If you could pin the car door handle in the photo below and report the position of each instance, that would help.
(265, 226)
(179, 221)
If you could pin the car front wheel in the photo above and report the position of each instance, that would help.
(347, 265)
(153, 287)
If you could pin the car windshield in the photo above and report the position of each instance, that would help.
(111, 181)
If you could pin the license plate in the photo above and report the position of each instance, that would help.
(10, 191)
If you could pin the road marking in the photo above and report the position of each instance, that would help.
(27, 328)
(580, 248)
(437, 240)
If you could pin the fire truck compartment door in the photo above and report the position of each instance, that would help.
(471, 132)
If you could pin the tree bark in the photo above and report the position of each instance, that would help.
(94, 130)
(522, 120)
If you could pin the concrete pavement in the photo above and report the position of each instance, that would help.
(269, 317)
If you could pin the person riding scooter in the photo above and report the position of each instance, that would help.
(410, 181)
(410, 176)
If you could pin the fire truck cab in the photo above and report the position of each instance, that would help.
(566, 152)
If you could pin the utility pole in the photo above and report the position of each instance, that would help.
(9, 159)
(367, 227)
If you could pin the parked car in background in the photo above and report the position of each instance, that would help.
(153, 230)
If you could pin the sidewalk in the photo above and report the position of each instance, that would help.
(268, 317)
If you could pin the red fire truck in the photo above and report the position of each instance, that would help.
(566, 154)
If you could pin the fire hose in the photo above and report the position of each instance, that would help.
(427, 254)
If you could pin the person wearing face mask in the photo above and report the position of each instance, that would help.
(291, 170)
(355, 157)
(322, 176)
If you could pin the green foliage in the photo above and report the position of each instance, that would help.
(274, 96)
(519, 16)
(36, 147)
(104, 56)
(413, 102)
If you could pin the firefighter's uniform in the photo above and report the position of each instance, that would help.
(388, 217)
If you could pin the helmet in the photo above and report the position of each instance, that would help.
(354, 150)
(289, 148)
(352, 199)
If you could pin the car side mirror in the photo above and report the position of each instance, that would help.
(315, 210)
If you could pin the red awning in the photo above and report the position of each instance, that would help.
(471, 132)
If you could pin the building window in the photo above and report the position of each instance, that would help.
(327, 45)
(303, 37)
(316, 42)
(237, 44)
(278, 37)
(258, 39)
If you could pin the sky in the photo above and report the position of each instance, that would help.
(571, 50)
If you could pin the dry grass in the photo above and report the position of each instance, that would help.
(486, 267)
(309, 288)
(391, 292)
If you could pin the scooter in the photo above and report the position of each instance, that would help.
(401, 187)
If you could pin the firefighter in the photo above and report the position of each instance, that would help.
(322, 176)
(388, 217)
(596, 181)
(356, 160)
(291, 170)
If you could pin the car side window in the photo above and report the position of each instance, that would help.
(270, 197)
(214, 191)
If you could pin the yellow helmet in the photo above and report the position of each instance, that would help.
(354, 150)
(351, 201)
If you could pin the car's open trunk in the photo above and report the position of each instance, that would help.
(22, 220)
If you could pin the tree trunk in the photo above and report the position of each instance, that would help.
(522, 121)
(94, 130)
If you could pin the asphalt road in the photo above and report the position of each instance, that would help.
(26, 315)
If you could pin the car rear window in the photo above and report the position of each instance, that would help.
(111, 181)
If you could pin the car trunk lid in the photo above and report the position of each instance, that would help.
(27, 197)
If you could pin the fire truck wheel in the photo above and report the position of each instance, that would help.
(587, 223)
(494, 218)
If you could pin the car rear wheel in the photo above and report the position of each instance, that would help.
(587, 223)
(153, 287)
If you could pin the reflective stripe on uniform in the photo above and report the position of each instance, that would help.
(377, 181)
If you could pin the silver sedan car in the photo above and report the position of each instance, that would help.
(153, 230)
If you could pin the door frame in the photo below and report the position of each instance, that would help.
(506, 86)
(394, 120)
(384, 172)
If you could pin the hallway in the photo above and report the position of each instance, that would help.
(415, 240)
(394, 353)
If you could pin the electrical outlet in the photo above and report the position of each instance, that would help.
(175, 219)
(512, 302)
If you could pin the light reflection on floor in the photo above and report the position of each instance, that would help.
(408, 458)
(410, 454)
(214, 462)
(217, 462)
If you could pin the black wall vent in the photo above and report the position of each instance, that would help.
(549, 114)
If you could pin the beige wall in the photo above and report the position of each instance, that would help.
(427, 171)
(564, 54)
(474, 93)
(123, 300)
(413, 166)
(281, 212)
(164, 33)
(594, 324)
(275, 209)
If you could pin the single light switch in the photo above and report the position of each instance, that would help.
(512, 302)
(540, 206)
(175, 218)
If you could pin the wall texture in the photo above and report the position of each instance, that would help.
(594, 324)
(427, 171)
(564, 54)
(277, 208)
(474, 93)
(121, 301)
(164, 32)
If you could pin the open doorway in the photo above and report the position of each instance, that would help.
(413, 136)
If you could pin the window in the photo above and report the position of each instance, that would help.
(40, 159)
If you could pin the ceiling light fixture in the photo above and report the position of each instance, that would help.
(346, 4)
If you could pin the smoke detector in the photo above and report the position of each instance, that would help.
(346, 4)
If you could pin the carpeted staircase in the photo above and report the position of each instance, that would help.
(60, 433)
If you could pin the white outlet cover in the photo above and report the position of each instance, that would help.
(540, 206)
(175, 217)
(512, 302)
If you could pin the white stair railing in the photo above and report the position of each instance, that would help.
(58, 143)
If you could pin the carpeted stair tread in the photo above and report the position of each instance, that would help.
==
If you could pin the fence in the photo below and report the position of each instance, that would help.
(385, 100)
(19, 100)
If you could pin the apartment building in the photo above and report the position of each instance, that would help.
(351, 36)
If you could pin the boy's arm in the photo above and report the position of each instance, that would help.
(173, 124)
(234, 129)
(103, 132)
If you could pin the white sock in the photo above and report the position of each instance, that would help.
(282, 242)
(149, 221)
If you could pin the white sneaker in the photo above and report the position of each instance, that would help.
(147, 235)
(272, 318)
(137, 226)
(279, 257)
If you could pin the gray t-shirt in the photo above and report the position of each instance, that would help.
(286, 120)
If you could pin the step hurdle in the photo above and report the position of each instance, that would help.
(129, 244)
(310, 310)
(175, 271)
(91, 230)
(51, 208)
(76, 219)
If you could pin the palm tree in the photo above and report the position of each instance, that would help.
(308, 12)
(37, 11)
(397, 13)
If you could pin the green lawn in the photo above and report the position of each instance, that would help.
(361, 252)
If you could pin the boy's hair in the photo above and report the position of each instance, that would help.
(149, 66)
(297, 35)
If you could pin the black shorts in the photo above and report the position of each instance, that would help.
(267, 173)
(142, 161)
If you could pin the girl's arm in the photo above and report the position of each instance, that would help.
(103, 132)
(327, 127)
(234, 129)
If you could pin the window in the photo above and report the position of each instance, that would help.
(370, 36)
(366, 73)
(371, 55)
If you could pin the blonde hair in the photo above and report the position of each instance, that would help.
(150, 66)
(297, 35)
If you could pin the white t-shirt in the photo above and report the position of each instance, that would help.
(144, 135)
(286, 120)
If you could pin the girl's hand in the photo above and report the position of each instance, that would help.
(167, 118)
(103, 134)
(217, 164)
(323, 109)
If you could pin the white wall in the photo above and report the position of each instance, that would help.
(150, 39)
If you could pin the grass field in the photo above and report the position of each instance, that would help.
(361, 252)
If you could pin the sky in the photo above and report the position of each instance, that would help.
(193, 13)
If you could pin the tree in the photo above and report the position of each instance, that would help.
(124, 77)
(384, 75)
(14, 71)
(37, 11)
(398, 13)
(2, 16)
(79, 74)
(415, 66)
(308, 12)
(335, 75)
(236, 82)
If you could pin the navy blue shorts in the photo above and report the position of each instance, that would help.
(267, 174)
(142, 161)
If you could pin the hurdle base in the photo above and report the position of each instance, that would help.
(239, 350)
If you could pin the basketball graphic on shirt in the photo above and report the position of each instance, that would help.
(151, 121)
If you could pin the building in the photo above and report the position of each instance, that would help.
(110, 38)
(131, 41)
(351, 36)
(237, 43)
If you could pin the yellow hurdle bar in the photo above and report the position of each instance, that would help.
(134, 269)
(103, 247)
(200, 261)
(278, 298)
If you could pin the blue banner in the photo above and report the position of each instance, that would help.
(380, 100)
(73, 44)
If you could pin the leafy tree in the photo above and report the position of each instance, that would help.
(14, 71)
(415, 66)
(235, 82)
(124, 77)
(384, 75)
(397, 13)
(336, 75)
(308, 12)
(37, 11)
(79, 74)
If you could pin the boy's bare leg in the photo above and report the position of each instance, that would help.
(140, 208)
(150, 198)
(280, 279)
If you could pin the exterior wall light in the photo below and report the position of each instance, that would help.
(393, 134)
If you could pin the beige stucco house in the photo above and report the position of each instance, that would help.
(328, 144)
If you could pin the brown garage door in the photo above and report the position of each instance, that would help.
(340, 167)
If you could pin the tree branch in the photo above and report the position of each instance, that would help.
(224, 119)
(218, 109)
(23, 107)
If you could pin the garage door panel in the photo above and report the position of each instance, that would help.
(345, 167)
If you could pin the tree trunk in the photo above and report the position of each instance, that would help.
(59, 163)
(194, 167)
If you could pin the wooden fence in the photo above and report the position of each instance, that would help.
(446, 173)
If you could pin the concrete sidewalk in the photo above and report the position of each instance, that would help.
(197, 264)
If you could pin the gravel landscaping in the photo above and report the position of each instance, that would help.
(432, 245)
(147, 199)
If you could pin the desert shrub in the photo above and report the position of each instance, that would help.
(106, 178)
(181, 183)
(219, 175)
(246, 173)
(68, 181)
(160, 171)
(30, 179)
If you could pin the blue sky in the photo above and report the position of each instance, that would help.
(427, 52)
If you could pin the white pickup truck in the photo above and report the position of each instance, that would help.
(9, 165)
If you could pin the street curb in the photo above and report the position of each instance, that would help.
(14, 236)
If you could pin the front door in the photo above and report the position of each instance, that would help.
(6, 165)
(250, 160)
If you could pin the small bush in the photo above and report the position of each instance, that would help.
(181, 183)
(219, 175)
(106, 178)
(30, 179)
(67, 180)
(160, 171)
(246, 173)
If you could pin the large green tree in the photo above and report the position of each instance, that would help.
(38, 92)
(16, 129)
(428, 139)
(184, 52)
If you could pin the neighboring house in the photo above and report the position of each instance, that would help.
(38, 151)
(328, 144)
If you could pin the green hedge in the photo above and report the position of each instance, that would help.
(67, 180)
==
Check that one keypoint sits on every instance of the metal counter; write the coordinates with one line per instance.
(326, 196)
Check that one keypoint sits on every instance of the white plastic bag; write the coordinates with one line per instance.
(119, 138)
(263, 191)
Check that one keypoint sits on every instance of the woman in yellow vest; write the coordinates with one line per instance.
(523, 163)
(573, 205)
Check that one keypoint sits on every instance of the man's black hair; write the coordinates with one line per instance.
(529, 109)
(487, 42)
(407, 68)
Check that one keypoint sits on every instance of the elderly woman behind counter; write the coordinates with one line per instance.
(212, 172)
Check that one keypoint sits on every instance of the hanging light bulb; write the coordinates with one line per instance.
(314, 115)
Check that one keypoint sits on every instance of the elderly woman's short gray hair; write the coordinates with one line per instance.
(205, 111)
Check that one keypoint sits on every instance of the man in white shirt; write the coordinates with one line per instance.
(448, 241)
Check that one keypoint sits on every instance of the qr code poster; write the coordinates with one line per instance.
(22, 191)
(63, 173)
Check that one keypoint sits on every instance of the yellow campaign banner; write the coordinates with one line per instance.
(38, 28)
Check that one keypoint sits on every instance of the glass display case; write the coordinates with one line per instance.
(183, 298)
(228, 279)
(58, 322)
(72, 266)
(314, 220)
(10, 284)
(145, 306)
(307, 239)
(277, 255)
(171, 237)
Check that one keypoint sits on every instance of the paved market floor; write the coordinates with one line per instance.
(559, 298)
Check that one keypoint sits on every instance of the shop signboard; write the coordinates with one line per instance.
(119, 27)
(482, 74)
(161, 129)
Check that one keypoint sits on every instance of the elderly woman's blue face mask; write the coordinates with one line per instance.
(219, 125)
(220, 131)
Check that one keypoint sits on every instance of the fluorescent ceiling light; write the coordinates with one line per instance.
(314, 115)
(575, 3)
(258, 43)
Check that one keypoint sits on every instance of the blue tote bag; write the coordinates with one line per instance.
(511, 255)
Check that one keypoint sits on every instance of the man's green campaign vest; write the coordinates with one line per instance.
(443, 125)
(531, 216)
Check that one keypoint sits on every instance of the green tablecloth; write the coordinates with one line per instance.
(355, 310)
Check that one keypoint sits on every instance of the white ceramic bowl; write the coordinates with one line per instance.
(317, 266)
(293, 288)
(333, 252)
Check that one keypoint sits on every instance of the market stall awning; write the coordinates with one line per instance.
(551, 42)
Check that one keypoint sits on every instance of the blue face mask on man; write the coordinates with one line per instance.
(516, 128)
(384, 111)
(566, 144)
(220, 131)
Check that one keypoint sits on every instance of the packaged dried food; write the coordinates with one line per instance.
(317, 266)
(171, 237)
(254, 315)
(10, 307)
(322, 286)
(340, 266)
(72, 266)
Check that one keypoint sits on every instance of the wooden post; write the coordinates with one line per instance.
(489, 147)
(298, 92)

• WHAT THIS TASK INVOLVES:
Locate each line in the material above that contains the word "rear" and copy every one of those lines.

• IN RESPONSE:
If you could pin the car rear window in the photo above and report the position of each instance, that would help.
If you could pin the car rear wheel in the photo above and report the position of each instance, that would help.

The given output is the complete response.